# Work required:
Copy, from the data below, every line that has "background" in it.

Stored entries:

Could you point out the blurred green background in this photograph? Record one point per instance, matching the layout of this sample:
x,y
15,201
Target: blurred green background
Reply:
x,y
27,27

# Task answer:
Could you point out the blurred green background in this photograph? Record one point per instance, matching the layout of this sample:
Target: blurred green background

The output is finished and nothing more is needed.